-- start of Selected excerpt --

# Regarding g forces on Moon and Earth

1. Jul 3, 2007

### rum2563

1. The problem statement, all variables and given/known data
For the same initial upward velocities, how many times higher will an object travel above the lunar surface (g=1.6 m/s^2) than above the surface of Earth? Assume air resistance is negligible.

2. Relevant equations
delta Y = v1y^2 X 10^2 + 1/2 X 9.8 m/s^2 X (10)^2

3. The attempt at a solution

I assumed that initial velocity should be zero for both Earth and Moon.
I specified time to be 10 seconds.

For Earth:
delta Y = 0 X 10^2 m/+ 1/2 X 9.8 m/s^2 X (100)
= 1/2 X 9.8 s^2 X (100)
= 490 m

For Moon:
delta Y = 0 X 10^2 m/+ 1/2 X 1.6 m/s^2 X (100)
= 1/2 X 1.6 s^2 X (100)
= 80 m

So am I doing this right? Because I think my final answer would be that the object would be 6 times higher above the lunar surface than the surface above the Earth.

-- end of Selected excerpt --
-- start of Data lines --

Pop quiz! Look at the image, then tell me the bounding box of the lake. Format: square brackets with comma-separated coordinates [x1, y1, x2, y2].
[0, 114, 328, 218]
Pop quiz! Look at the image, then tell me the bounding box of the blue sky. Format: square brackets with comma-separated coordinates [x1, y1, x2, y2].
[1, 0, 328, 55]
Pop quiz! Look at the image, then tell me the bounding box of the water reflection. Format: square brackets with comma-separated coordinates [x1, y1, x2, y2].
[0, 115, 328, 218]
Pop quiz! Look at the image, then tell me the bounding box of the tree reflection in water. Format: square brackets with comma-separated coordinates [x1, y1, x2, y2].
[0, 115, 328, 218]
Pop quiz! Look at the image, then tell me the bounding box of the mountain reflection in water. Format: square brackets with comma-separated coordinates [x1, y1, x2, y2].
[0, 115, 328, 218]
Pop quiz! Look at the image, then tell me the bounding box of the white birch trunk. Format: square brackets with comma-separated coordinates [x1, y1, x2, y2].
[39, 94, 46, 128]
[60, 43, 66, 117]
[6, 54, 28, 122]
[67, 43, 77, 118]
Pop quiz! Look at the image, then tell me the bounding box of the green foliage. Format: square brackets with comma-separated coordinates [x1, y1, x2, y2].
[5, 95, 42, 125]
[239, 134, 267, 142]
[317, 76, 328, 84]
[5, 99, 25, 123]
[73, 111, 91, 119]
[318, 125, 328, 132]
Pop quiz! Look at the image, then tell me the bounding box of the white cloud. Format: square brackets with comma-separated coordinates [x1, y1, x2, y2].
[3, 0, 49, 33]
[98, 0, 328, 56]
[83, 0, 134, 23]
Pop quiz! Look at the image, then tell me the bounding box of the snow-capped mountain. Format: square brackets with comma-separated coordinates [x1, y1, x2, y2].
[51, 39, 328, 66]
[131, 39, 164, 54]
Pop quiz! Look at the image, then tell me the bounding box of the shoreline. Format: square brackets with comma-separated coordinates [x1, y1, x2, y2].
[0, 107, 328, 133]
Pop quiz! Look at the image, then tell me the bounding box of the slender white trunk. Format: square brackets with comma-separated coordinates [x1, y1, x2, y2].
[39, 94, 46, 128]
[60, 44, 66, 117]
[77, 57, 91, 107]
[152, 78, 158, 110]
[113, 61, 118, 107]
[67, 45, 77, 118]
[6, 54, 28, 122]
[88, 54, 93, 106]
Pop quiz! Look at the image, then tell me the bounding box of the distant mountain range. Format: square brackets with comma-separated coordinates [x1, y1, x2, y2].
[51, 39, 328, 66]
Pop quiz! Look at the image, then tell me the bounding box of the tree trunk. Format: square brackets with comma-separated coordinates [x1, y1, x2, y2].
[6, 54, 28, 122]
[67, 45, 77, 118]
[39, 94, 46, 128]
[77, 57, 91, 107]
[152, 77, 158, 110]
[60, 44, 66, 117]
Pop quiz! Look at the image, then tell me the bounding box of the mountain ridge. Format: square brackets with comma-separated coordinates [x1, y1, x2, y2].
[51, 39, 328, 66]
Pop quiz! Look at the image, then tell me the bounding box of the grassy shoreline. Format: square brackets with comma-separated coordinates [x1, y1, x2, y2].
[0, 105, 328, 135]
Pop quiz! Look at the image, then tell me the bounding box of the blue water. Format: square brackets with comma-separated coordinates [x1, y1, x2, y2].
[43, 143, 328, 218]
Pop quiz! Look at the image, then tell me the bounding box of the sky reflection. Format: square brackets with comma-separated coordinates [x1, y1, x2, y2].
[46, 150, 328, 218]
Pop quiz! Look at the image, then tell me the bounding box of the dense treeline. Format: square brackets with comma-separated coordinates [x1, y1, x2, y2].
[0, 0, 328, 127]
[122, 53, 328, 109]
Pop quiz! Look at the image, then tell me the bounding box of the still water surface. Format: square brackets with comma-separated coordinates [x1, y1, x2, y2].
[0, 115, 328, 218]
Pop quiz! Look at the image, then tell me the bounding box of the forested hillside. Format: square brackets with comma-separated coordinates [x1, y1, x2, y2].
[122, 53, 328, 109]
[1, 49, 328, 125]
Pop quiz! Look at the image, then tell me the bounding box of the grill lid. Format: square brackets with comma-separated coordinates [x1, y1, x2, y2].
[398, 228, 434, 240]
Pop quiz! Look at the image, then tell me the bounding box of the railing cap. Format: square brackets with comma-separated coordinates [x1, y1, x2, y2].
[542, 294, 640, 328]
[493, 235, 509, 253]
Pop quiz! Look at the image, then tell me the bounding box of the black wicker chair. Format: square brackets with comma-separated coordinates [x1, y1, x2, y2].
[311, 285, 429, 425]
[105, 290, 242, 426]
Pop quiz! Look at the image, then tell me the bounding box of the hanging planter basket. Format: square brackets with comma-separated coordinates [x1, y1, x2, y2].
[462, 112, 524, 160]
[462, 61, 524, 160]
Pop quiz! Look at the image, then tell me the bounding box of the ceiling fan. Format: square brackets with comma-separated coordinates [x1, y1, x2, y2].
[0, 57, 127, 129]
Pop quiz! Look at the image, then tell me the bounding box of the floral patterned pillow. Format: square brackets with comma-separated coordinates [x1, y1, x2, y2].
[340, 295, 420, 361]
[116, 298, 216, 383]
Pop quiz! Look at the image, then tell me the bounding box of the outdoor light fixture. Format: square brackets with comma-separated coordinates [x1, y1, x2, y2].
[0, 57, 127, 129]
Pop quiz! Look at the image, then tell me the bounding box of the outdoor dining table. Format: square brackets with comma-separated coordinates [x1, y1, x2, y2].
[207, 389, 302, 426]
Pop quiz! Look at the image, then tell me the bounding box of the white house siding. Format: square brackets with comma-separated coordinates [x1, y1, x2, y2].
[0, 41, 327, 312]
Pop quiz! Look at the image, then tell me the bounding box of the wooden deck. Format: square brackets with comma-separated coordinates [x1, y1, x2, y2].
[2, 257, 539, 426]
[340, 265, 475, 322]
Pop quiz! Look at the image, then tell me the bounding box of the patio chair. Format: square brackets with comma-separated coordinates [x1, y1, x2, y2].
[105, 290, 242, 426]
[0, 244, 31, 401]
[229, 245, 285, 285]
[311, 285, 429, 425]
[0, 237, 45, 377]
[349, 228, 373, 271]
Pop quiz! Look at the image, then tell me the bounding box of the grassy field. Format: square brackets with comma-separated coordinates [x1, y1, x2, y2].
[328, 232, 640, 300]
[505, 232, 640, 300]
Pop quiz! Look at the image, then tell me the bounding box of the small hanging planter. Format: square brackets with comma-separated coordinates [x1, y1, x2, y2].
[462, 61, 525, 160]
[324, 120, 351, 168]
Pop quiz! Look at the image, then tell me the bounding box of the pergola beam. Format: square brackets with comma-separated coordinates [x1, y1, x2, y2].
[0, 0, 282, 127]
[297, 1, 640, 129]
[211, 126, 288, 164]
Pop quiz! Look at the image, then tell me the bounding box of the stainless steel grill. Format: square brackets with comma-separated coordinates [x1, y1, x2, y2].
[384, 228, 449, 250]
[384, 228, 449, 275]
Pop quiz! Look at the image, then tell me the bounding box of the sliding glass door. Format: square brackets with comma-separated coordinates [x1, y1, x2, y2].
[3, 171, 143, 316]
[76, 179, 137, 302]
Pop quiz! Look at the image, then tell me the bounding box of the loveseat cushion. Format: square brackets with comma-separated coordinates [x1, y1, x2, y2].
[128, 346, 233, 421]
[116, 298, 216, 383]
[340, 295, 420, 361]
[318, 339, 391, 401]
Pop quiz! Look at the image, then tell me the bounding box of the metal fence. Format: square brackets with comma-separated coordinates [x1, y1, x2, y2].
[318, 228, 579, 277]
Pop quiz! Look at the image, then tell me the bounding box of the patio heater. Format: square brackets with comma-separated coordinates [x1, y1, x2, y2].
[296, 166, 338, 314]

-- end of Data lines --

Short task 1: In the forum thread, what time did the poster choose for the calculation?
Short task 2: Please transcribe the passage of the forum thread between "3. The attempt" and "1.6 m/s^2 X (100)", inclusive.

Exercise answer 1: 10 seconds.

Exercise answer 2:
3. The attempt at a solution

I assumed that initial velocity should be zero for both Earth and Moon.
I specified time to be 10 seconds.

For Earth:
delta Y = 0 X 10^2 m/+ 1/2 X 9.8 m/s^2 X (100)
= 1/2 X 9.8 s^2 X (100)
= 490 m

For Moon:
delta Y = 0 X 10^2 m/+ 1/2 X 1.6 m/s^2 X (100)